UIT TE VOEREN OPDRACHTEN:
**a)** Haal uit de brontekst letterlijk alles vanaf "3. De beoordeling" tot en met "29 april 2014.".
**b)** Welke partijen brengen volgens de brontekst een advies uit? Noem ze allemaal.

BRONTEKST:
Het Openbaar Ministerie verwijst in zijn negatieve advies naar de negatieve houding van klager jegens de slachtoffers gedurende het strafproces. Het zou voor de slachtoffers onaanvaardbaar zijn dat klager nu al door middel van verloven op vrije voeten
komt. De politie adviseert weliswaar positief ten aanzien van het verlofadres, maar heeft zo zijn bedenkingen. De directeur van de inrichting adviseert negatief.

3. De beoordeling
Klager is in hoger beroep veroordeeld tot een gevangenisstraf van vier jaar met aftrek, wegens mensenhandel. De fictieve einddatum van zijn detentie valt op of omstreeks 29 april 2014.

AANGELEVERD MATERIAAL:
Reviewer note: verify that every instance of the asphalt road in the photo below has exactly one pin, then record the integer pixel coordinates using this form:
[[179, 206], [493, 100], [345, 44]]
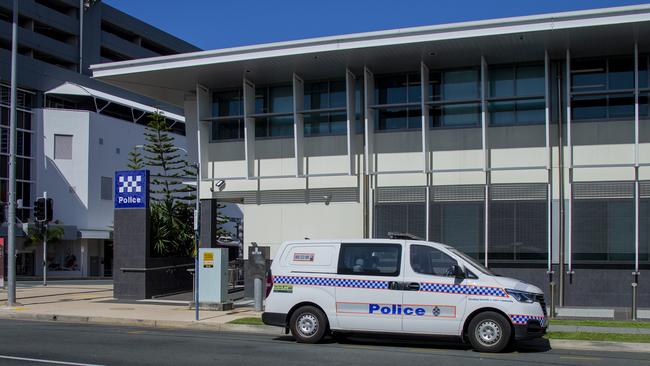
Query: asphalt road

OPLOSSINGEN:
**a)**
3. De beoordeling
Klager is in hoger beroep veroordeeld tot een gevangenisstraf van vier jaar met aftrek, wegens mensenhandel. De fictieve einddatum van zijn detentie valt op of omstreeks 29 april 2014.

**b)**
- Het Openbaar Ministerie
- De politie
- De directeur van de inrichting